▶ [EXERCISE MATERIAL]:

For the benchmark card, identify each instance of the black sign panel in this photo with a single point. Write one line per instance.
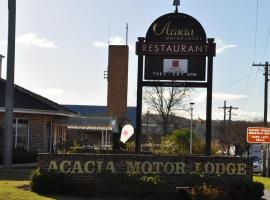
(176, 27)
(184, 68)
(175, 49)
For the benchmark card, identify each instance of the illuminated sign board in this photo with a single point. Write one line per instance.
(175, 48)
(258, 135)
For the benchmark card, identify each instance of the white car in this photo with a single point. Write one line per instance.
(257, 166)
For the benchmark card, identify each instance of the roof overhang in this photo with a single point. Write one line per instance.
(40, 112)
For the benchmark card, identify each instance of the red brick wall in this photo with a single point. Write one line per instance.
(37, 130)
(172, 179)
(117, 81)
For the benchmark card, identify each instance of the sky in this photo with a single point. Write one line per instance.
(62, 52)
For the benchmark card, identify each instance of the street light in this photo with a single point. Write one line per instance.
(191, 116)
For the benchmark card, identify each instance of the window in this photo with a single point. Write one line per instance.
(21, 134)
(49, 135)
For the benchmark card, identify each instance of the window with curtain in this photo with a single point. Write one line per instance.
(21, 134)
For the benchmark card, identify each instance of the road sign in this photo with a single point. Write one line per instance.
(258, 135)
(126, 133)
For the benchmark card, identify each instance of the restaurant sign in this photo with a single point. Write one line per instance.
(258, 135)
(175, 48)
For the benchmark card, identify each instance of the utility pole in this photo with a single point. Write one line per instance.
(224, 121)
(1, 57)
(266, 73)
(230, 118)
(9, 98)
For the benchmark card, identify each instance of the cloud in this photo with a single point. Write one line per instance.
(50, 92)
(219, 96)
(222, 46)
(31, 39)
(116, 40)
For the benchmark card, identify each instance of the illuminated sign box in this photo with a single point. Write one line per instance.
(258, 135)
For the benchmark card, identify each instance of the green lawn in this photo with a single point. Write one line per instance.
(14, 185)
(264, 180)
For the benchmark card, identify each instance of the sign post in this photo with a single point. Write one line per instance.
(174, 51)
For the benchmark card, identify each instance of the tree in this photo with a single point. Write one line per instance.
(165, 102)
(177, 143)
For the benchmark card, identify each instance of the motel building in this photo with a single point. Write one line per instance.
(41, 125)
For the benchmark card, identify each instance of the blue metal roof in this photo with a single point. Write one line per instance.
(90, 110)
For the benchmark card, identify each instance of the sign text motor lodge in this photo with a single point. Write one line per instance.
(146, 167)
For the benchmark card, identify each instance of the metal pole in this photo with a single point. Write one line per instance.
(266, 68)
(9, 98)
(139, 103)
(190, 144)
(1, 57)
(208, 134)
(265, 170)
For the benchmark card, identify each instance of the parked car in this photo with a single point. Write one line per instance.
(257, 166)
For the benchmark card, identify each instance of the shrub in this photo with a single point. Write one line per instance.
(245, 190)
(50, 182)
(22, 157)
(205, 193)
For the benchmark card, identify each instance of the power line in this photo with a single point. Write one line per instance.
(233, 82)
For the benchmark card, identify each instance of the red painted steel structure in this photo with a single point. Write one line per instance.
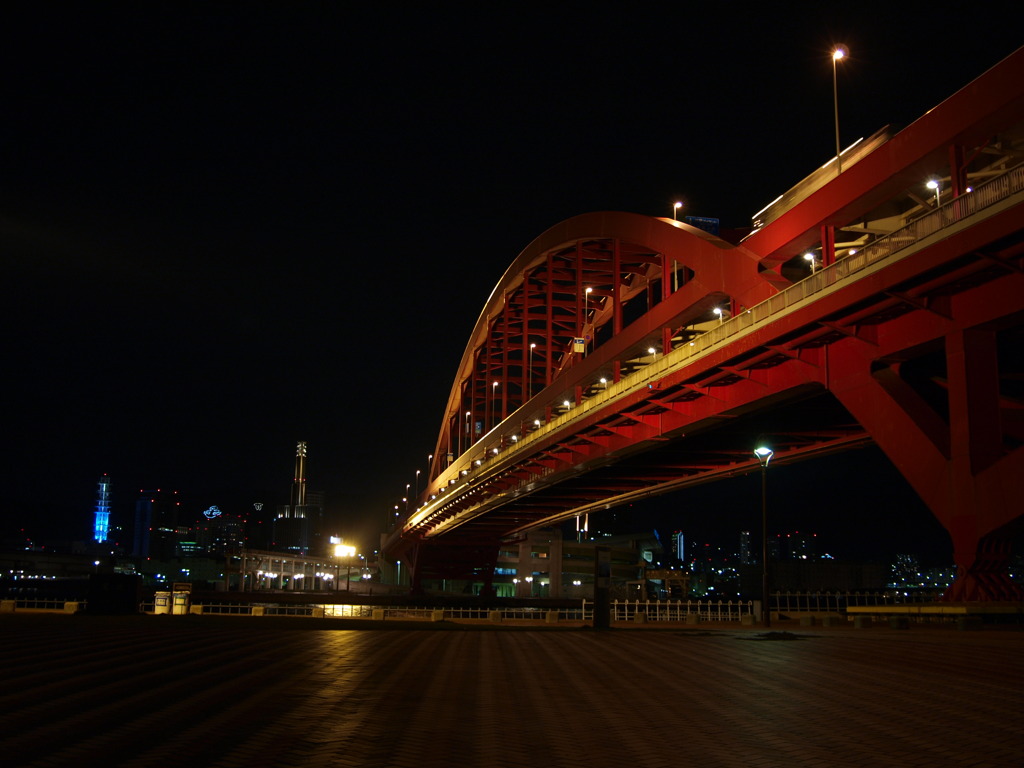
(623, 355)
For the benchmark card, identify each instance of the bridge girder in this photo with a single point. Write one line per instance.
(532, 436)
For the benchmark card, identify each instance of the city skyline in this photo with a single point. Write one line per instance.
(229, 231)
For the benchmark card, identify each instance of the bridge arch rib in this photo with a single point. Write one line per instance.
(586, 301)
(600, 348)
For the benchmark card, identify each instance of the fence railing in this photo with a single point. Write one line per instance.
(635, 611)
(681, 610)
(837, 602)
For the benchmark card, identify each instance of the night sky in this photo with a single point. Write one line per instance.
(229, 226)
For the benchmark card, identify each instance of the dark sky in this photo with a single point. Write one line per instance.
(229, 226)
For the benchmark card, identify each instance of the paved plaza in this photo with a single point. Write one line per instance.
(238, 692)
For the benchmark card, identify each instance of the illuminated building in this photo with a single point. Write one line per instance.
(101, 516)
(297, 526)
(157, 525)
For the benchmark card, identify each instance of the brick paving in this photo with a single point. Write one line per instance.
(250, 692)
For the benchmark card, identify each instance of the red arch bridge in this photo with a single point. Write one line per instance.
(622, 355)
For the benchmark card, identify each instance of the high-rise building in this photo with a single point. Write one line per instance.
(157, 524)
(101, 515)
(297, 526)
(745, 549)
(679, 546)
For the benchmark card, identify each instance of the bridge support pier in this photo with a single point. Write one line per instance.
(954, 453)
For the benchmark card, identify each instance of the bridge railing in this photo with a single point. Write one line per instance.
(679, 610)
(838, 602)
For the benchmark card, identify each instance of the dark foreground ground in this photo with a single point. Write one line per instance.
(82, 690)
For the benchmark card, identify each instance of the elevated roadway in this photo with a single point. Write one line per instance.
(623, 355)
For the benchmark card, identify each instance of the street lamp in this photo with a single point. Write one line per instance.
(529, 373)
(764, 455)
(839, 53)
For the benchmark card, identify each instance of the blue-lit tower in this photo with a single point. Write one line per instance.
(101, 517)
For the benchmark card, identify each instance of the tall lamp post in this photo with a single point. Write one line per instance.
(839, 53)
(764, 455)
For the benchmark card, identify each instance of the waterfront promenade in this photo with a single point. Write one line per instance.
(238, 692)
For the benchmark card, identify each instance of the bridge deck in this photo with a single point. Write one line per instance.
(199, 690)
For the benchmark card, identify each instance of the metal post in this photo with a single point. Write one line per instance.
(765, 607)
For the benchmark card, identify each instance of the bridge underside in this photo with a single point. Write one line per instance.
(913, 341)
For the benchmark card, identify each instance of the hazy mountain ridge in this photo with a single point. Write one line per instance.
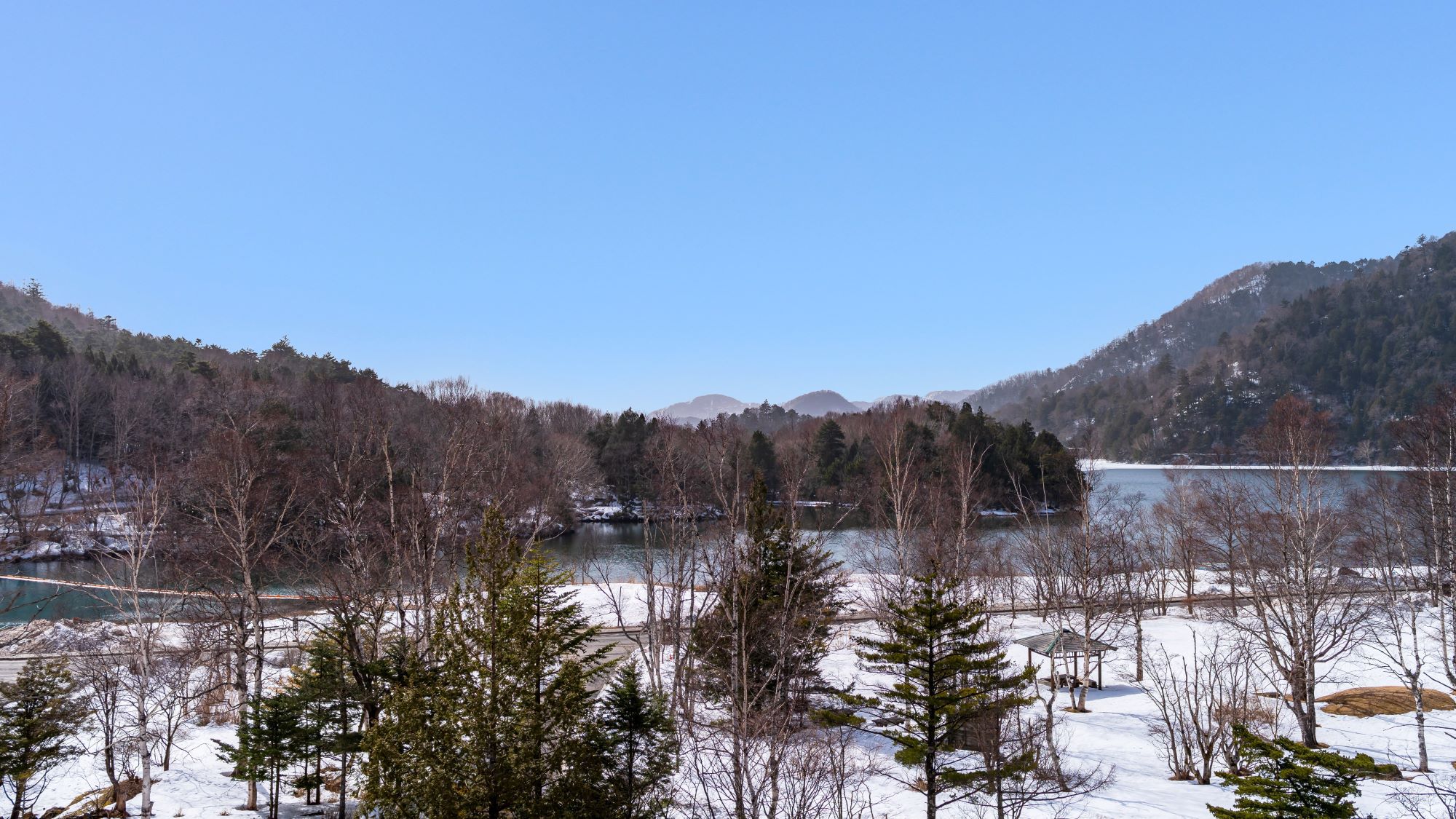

▶ [PROBLEM DETAILS]:
Reproduce the lines above, exactly and exclusively, from the line containing "the bridge support" down to the last line, both included; pictures are not part of the copy.

▶ [EXERCISE SOLUTION]:
For the benchmark card, identify each instance of the bridge support pier in this photo with a single point. Write one line per instance.
(954, 453)
For the benchmark card, identify each instance of the bridge railing in this photo with a single point. Write one line per instance.
(679, 610)
(838, 602)
For the benchmark card, identify each instance of the dark foreground ground in this photo with a single point. Write one line per instance.
(82, 690)
For the benchmark card, identify each instance of the elevated roadway in this photo with a single point. Write one line per instance.
(623, 355)
For the benchmark card, identify each instance of the street lamp in this photo with a single point. Write one line per instance.
(529, 373)
(764, 455)
(839, 53)
For the benchmark card, identify each instance of the blue-lit tower in this photo with a single point. Write one line per instance.
(101, 517)
For the benchmark card, identify each instance of the tall lamp post in this photo with a single point. Write one line per instance.
(839, 53)
(764, 455)
For the benchmark card, identify each instance of the waterfront promenade in this photo with a single point. Write one line per instance.
(238, 692)
For the benchmark card, identify each instance of the bridge deck in this photo with a single point. Write one line per instance.
(199, 690)
For the benchmark card, identify each instance of the metal post in this photo with a single point. Write one line per instance.
(765, 607)
For the benchmark card, identify each instance of the bridge underside in this photo with a single point. Write one line per instance.
(913, 341)
For the benchmark card, identify each instance of the hazy mountain ridge in this photo with a single point. Write one line per instance.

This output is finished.